--- EXCERPT TO READ Enclosed Below ---
Tutorials for FreeBSD system programming?

If I read The Linux Programming Interface, is it OK? I has a couple of chapters on System V... The man page is too hard to learn how to program in this environment, and I don't know how to use it.
man 3 strlen ? I need a guide to follow, to learn everything no idea what exist and how to search it. I've never programmed anything, nothing like system programming before, and in reallity I don't have much time programming. I know The C Programming Language, and I want to learn kernel programming. A friendly and complete guide on how to use system calls, and how the system works would be ideal. Thanks.
 
You never programmed anything yet you want to learn something as complex as a kernel? Maybe, just maybe, you should start at the beginning? If you don't know the basics something as complex as a kernel will be totally over your head.

A friendly and complete guide on how to use system calls, and how the system works would be ideal.
This has nothing to do with kernel programming. The example you gave regarding strlen(3) has nothing to do with the kernel either. Those are standard C library functions.

 
Hey helmet1080: I agree with SirDice. Can you explain the project you want to start? There are big differences between programming an application or a kernel. When programming an application, there are again quite some differences: will it be a CLI program like cat(1) or grep(1) (i.e. with a real UI) or will it be a program needing CLI windows (i.e. require ncurses(3)? Will it be a GUI application running on KDE, gnome...?

The more we know about your goal (project) the better we can assist in providing a tutorial, book, or other starting point.
 
Agreed. I wouldnt attempt kernel programming and I've been programming since I was six.
Good first projects are like... a command line program where the computer selects a number and the user has to guess it... Or maybe a program to print out the multiplication tables from 2 to 12.
Dull maybe but necessary.
 
You never programmed anything yet you want to learn something as complex as a kernel? Maybe, just maybe, you should start at the beginning? If you don't know the basics something as complex as a kernel will be totally over your head.


This has nothing to do with kernel programming. The example you gave regarding strlen(3) has nothing to do with the kernel either. Those are standard C library functions.

I mean I've only copied the snippets that appear on books for C programming. I've programmed a couple of data-structures like linked list, stack, queue, binary tree. I was reading Advanced Programming in the UNIX Environment, 3rd Edition, and I'm on chapter 4, and I understand very well what it says. But don't know if I should read/take a course in operating systems like Operating System Concepts 10th Edition by Abraham Silberschatz then any course on operating systems. Maybe I should follow the guide and then ask again. Thank you for the reply.

The GNU reference manual. I've read that FreeBSD doesn't use the GNUlibrary, uses libc that is a different library. Thank you for the reply.

Hey helmet1080: I agree with SirDice. Can you explain the project you want to start? There are big differences between programming an application or a kernel. When programming an application, there are again quite some differences: will it be a CLI program like cat(1) or grep(1) (i.e. with a real UI) or will it be a program needing CLI windows (i.e. require ncurses(3)? Will it be a GUI application running on KDE, gnome...?

The more we know about your goal (project) the better we can assist in providing a tutorial, book, or other starting point.
--- End of Enclosed EXCERPT TO READ ---
--- INFORMATION Enclosed Below ---
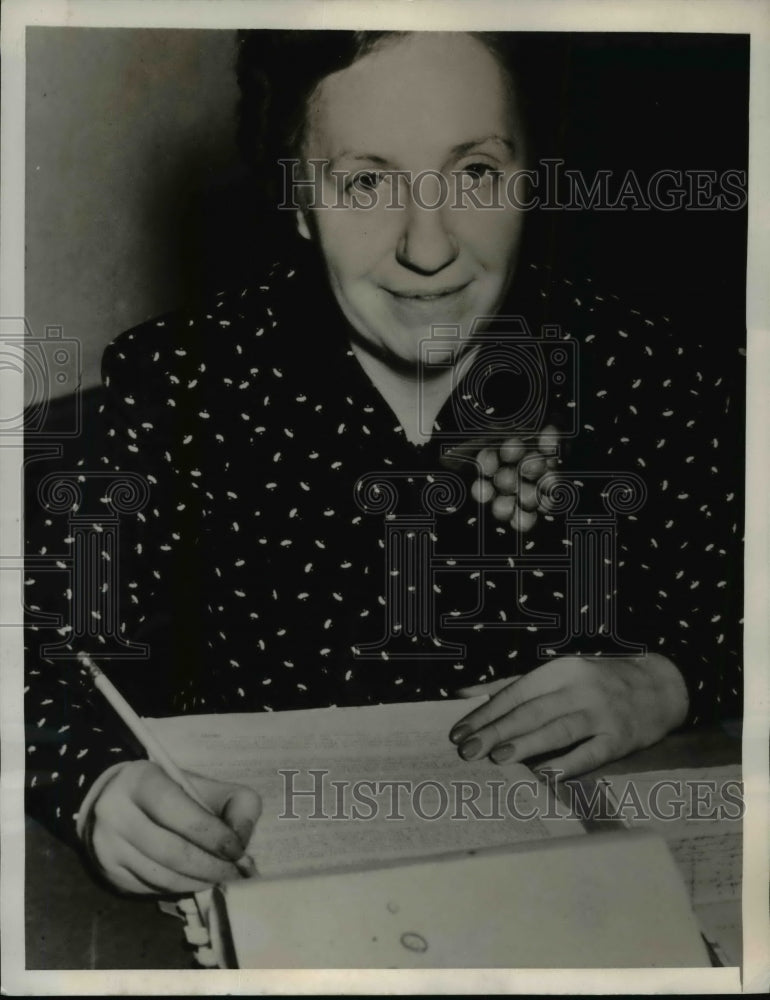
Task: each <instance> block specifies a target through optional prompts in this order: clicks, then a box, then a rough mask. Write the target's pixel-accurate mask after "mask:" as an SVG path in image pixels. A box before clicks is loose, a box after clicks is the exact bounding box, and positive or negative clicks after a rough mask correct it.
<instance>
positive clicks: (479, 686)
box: [455, 674, 522, 698]
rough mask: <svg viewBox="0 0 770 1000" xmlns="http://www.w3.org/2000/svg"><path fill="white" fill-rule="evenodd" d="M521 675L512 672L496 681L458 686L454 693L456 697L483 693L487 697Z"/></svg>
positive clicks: (503, 687)
mask: <svg viewBox="0 0 770 1000" xmlns="http://www.w3.org/2000/svg"><path fill="white" fill-rule="evenodd" d="M521 676H522V675H521V674H514V675H513V677H501V678H500V680H497V681H489V683H488V684H471V685H470V686H469V687H467V688H458V690H457V691H455V694H456V695H457V697H458V698H478V696H479V695H482V694H485V695H487V696H488V697H489V698H491V697H492V695H493V694H497V692H498V691H502V690H503V688H504V687H508V685H509V684H513V682H514V681H517V680H518V679H519V678H520V677H521Z"/></svg>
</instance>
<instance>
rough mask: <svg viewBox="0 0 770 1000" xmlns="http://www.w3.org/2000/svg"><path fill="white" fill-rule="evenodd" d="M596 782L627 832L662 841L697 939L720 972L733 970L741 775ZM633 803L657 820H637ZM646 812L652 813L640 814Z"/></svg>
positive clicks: (738, 895) (660, 775) (741, 874)
mask: <svg viewBox="0 0 770 1000" xmlns="http://www.w3.org/2000/svg"><path fill="white" fill-rule="evenodd" d="M601 781H602V782H606V784H607V785H608V789H607V790H608V794H609V795H610V796H611V799H612V800H613V801H614V805H615V806H616V807H619V808H620V813H621V814H622V815H623V816H624V818H625V819H626V822H627V823H628V825H629V826H632V827H635V828H647V829H651V830H653V831H654V832H655V833H659V834H660V835H661V836H662V837H664V838H665V839H666V842H667V843H668V847H669V850H670V851H671V854H672V856H673V858H674V861H675V862H676V865H677V868H678V869H679V871H680V872H681V875H682V878H683V879H684V883H685V886H686V888H687V891H688V893H689V895H690V900H691V902H692V904H693V909H694V910H695V913H696V916H697V917H698V921H699V923H700V925H701V929H702V930H703V933H704V934H705V935H706V937H707V938H708V940H709V941H710V942H711V944H712V945H713V947H714V948H715V950H716V952H717V954H718V956H719V958H720V960H721V961H723V962H724V964H725V965H740V964H741V956H742V922H741V886H742V882H741V879H742V873H743V837H742V832H743V823H742V819H741V816H742V808H741V805H742V788H741V771H740V767H737V766H730V767H709V768H683V769H680V770H675V771H648V772H645V773H641V774H621V775H609V776H605V777H603V778H602V779H601ZM630 788H633V789H634V793H633V795H632V794H631V792H630ZM635 800H636V801H639V802H640V803H641V804H642V805H643V806H644V807H645V811H647V812H648V813H660V814H661V815H660V816H658V817H655V816H654V815H652V816H651V817H650V818H649V819H642V818H641V817H638V816H636V815H635V813H636V811H637V808H636V805H635ZM621 803H625V806H621ZM653 804H654V805H653ZM648 805H653V808H652V809H648V808H646V807H647V806H648Z"/></svg>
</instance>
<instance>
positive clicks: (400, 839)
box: [148, 699, 708, 968]
mask: <svg viewBox="0 0 770 1000" xmlns="http://www.w3.org/2000/svg"><path fill="white" fill-rule="evenodd" d="M482 701H483V699H478V700H463V701H442V702H423V703H409V704H396V705H383V706H372V707H361V708H352V709H338V708H333V709H312V710H307V711H299V712H283V713H266V714H263V713H259V714H235V715H226V716H215V715H208V716H205V715H201V716H186V717H179V718H172V719H153V720H148V724H149V725H150V727H151V728H152V730H153V732H154V733H155V735H156V736H157V737H158V738H159V739H160V740H161V742H162V743H163V744H164V745H165V747H166V748H167V750H168V751H169V752H170V754H171V755H172V757H174V758H175V760H176V761H177V762H178V763H179V764H180V765H181V766H182V767H184V768H186V769H188V770H192V771H197V772H199V773H201V774H205V775H208V776H211V777H215V778H220V779H224V780H228V781H237V782H241V783H244V784H248V785H251V786H252V787H254V788H255V789H257V790H258V791H259V793H260V795H261V796H262V814H261V816H260V819H259V821H258V823H257V826H256V829H255V832H254V835H253V837H252V840H251V842H250V844H249V852H250V853H251V854H252V856H253V857H254V859H255V861H256V864H257V868H258V871H259V877H258V878H256V879H252V880H245V881H241V882H234V883H230V884H228V885H227V886H226V887H221V888H220V889H218V890H215V892H214V894H213V897H212V894H211V893H209V894H201V895H199V896H198V897H197V899H196V901H195V903H190V902H188V903H187V904H183V910H184V912H185V915H186V917H187V919H188V931H187V933H188V939H189V940H191V942H193V943H195V944H198V945H202V944H206V945H208V947H204V948H202V949H201V951H200V952H199V956H200V958H201V960H202V961H203V962H204V963H205V962H208V963H211V964H219V965H224V966H230V965H239V966H240V967H242V968H258V967H273V968H276V967H281V968H284V967H311V968H312V967H328V968H332V967H383V966H392V967H415V966H426V967H438V966H476V967H479V966H498V967H510V966H512V965H518V966H530V967H533V966H544V965H551V966H582V967H587V966H589V967H590V966H610V967H611V966H618V965H620V966H626V967H630V966H640V965H668V966H687V965H701V966H702V965H708V960H707V957H706V953H705V950H704V947H703V944H702V942H701V940H700V937H699V935H698V932H697V928H696V925H695V922H694V919H693V917H692V913H691V910H690V907H689V903H688V901H687V897H686V893H685V891H684V888H683V886H682V884H681V880H680V879H679V877H678V875H677V873H676V870H675V868H674V865H673V862H672V860H671V857H670V855H669V854H668V852H667V850H666V848H665V845H664V844H663V842H662V841H660V840H659V839H658V838H655V837H649V836H647V835H634V834H630V833H628V832H627V831H622V832H621V833H620V834H609V835H604V836H602V835H592V836H586V835H585V831H584V829H583V827H582V824H581V823H580V821H579V820H578V819H577V818H576V817H575V816H574V815H572V814H570V813H569V811H568V810H567V809H566V807H564V806H562V805H561V804H560V803H559V801H558V800H557V799H556V798H555V796H553V794H552V793H551V791H550V790H549V788H548V786H547V784H546V783H544V782H542V781H537V780H536V779H535V777H534V775H533V774H532V772H531V771H530V770H529V769H528V768H526V767H525V766H523V765H521V764H513V765H510V766H508V765H503V766H499V765H495V764H493V763H491V762H490V761H488V760H483V761H480V762H475V763H469V762H466V761H463V760H462V759H461V758H460V757H459V755H458V753H457V749H456V748H455V747H454V746H453V745H452V744H451V743H450V741H449V738H448V733H449V730H450V728H451V727H452V725H453V724H454V723H455V722H456V721H457V720H458V719H459V718H460V717H462V716H463V715H465V714H466V713H467V712H469V711H470V710H471V709H472V708H474V707H475V706H476V705H477V704H480V703H481V702H482ZM663 903H664V904H665V905H662V904H663Z"/></svg>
--- End of Enclosed INFORMATION ---
§ **INSTRUCTIONS TO FOLLOW**
Copy out the stretch of the FreeBSD programming thread above from "Tutorials for FreeBSD" through "how to use it.", word for word.

§ **OUTPUT OF THE EXERCISE**
Tutorials for FreeBSD system programming?

If I read The Linux Programming Interface, is it OK? I has a couple of chapters on System V... The man page is too hard to learn how to program in this environment, and I don't know how to use it.